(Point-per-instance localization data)

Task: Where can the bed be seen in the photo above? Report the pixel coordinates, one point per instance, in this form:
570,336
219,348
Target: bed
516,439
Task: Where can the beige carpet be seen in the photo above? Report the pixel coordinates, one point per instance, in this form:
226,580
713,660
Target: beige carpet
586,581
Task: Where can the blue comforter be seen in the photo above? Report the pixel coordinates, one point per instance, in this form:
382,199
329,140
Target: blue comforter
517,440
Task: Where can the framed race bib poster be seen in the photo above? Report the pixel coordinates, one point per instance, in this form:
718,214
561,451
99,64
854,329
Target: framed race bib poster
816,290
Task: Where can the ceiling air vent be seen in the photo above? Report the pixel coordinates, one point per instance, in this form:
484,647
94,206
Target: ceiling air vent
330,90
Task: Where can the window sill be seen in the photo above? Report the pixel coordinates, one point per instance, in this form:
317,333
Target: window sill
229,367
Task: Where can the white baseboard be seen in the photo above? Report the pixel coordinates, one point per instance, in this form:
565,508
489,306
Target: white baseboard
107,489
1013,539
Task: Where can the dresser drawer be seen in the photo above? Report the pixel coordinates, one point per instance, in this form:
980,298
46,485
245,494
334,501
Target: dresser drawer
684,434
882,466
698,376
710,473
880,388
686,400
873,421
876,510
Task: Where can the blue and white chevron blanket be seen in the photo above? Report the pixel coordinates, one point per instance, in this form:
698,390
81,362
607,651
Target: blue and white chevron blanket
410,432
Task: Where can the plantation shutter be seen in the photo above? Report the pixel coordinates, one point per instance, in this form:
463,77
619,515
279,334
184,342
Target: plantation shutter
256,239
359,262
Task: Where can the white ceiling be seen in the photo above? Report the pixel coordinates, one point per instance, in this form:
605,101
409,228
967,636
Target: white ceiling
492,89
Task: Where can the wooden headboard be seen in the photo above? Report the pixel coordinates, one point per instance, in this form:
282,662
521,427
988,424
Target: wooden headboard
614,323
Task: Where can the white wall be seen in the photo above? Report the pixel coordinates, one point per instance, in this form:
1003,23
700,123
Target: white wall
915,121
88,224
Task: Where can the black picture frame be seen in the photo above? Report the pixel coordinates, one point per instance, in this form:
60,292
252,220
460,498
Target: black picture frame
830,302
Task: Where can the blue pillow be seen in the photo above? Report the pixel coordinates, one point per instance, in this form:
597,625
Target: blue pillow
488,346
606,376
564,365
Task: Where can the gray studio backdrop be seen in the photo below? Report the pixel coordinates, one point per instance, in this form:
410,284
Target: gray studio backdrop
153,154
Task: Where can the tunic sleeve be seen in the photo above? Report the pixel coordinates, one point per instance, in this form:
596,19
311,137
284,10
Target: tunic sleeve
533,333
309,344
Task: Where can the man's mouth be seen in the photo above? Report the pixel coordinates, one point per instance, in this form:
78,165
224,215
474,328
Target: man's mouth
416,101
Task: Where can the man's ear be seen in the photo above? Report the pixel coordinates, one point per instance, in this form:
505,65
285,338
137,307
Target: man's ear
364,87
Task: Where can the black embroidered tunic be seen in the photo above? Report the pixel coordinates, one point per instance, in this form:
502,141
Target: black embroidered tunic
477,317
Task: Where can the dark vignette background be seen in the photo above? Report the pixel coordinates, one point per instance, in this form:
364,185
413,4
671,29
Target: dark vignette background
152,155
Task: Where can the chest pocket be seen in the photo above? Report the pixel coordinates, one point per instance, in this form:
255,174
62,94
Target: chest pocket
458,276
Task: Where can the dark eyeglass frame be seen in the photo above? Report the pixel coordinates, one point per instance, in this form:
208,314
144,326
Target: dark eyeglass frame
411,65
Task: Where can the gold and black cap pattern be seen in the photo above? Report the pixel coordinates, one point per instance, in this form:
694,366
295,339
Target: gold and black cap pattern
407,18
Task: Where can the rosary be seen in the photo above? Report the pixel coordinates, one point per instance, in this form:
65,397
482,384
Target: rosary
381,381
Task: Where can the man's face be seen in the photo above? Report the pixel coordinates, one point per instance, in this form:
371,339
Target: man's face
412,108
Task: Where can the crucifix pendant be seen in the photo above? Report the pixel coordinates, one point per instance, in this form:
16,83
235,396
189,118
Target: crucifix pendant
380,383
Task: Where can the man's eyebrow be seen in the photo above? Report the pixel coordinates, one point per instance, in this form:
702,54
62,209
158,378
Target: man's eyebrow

EXERCISE BRIEF: Print only these lines, exactly: the one containing "Task: Where can the dark eyeglass" and all after it to the end of the entries.

PROBLEM SOLUTION:
Task: Where can the dark eyeglass frame be seen in the photo above? Report the pixel coordinates, one point per instance, in this form:
208,314
144,326
Target: dark eyeglass frame
411,65
Task: Where can the gold and black cap pattern be seen in the photo above? Report the pixel coordinates, one point per instance, in this form:
694,366
295,339
Target: gold and black cap pattern
407,18
Task: Where can the rosary be seen in the photo above? Report the pixel coordinates, one point per instance, in this form:
65,397
482,384
Target: rosary
381,381
Task: Where can the man's face be seen in the photo above? Report the pixel coordinates, one point per instance, in this form:
371,339
Target: man's face
412,108
Task: Where can the crucifix pendant be seen in the photo above? Report the pixel coordinates, one point per instance, in this form:
16,83
235,396
189,118
Target: crucifix pendant
380,383
Task: Where can the man's eyebrow be seen in the photo above? Report the pixel coordinates, one point per instance, in this form:
702,54
62,209
158,378
Target: man's eyebrow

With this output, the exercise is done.